* _Task to complete_
In the data below, how many lines contain the word "mossy"? Give only the number.

▶

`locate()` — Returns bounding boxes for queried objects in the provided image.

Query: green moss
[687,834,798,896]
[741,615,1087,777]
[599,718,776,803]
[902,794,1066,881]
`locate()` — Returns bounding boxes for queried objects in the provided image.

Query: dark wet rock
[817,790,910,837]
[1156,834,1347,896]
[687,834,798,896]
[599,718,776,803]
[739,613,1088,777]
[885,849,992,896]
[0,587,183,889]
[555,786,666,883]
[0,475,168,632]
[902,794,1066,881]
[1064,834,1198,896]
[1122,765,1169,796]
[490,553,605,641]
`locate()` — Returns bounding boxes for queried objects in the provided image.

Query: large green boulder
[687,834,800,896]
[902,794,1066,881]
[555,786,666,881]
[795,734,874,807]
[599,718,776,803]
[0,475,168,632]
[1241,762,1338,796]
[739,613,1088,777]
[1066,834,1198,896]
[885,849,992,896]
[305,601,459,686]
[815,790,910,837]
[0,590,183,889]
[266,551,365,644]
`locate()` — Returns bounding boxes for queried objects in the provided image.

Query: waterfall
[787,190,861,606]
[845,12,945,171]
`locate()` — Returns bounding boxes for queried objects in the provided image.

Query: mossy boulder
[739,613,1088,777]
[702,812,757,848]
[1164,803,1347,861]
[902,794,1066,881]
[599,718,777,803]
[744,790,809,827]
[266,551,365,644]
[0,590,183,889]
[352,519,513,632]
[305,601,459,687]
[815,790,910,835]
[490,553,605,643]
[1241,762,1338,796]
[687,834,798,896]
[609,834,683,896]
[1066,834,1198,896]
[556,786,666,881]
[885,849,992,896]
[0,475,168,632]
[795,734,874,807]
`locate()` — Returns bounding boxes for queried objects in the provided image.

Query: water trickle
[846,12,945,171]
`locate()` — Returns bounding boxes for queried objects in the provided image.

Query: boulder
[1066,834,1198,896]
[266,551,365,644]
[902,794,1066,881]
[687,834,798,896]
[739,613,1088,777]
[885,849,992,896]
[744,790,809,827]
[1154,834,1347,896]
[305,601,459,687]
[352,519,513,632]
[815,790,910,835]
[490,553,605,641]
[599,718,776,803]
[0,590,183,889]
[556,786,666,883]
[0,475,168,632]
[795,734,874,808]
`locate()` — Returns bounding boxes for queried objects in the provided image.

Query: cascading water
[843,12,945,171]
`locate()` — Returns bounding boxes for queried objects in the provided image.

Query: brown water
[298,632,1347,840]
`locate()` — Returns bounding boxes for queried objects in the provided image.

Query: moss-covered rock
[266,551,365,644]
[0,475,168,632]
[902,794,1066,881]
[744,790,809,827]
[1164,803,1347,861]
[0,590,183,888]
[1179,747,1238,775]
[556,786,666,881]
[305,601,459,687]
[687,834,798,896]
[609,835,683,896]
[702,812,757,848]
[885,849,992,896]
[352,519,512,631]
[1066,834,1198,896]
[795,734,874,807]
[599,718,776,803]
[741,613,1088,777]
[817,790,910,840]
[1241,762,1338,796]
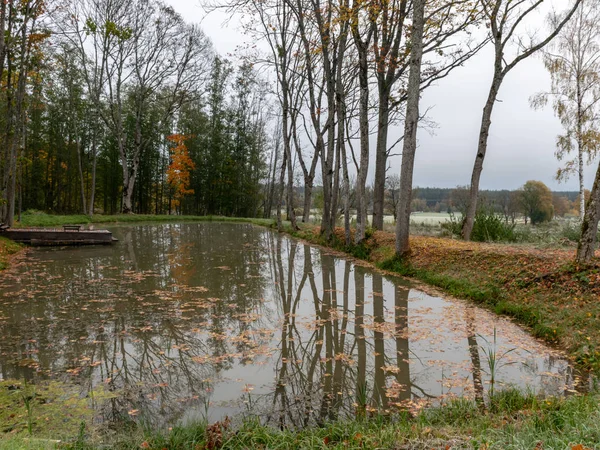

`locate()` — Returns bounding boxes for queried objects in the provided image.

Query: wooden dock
[0,225,117,246]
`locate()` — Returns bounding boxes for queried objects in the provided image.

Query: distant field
[410,213,461,225]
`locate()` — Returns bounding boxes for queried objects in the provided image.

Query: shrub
[441,205,517,242]
[471,207,517,242]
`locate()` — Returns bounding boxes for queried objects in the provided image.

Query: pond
[0,223,576,427]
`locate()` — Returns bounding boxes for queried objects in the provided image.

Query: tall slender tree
[462,0,582,240]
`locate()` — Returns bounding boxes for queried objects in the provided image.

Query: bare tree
[462,0,582,240]
[396,0,426,256]
[531,0,600,218]
[61,0,210,213]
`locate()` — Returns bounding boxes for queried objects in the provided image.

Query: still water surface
[0,223,574,426]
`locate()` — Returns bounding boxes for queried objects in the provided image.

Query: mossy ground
[0,390,600,450]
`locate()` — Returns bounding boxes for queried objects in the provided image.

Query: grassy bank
[14,211,273,228]
[0,390,600,450]
[10,212,600,368]
[0,237,23,270]
[0,214,600,450]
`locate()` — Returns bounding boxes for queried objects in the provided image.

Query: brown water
[0,223,574,426]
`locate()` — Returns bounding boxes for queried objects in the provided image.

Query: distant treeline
[410,187,579,215]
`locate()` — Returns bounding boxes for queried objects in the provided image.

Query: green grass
[15,211,274,228]
[0,390,600,450]
[0,237,23,271]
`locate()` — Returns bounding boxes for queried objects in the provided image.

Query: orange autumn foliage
[167,134,196,205]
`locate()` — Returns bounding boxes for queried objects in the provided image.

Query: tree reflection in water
[0,223,575,428]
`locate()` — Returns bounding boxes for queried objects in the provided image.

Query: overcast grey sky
[167,0,597,191]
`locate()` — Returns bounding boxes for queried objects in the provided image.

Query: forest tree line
[0,0,600,261]
[225,0,600,263]
[0,0,270,224]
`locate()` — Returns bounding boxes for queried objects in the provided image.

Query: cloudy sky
[167,0,595,191]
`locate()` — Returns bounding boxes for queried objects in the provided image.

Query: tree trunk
[354,34,369,244]
[462,69,504,241]
[302,178,314,223]
[88,141,98,217]
[577,91,585,220]
[396,0,425,256]
[277,152,287,231]
[76,137,87,215]
[575,161,600,264]
[373,92,392,230]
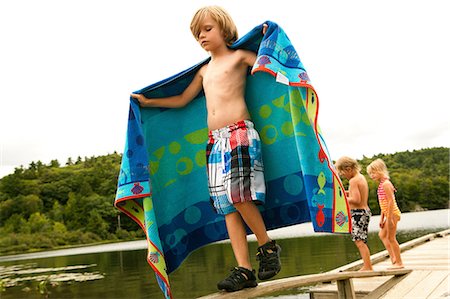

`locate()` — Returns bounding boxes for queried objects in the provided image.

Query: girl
[367,159,404,269]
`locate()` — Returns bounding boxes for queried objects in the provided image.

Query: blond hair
[335,156,361,171]
[191,5,238,45]
[367,158,389,178]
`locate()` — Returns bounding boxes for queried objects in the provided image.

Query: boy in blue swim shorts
[131,6,281,292]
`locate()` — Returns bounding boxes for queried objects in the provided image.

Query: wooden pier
[201,229,450,299]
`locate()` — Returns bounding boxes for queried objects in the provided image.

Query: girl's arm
[380,212,386,228]
[131,65,206,108]
[383,180,395,220]
[347,179,361,205]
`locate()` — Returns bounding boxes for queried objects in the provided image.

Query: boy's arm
[131,65,206,108]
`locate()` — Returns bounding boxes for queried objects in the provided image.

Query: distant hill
[0,147,449,255]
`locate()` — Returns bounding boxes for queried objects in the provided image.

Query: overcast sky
[0,0,450,177]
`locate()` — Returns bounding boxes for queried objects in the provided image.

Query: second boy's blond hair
[335,156,361,171]
[191,6,238,45]
[367,158,389,178]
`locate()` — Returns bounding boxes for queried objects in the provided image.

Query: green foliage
[0,153,143,254]
[0,147,449,254]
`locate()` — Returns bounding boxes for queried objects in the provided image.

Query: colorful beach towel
[115,21,350,298]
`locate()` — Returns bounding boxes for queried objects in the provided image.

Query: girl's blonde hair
[191,5,238,45]
[367,158,389,178]
[335,156,361,171]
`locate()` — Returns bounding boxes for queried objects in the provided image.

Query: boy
[131,6,281,291]
[336,157,373,271]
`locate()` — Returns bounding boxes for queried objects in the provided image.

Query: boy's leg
[234,202,270,246]
[355,240,372,271]
[225,212,252,270]
[387,219,403,268]
[217,212,258,292]
[234,202,281,280]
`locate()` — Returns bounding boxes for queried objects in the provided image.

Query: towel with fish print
[115,21,351,298]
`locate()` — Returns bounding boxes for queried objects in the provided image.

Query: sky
[0,0,450,177]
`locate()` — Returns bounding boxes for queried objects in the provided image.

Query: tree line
[0,147,449,255]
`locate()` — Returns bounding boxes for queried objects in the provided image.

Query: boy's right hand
[130,93,145,106]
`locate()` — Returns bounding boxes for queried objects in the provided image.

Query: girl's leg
[387,217,403,267]
[225,212,253,270]
[378,223,395,264]
[234,202,270,246]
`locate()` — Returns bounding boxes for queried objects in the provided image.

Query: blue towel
[115,21,351,298]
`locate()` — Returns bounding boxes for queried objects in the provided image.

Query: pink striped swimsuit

◀

* _Expected output_
2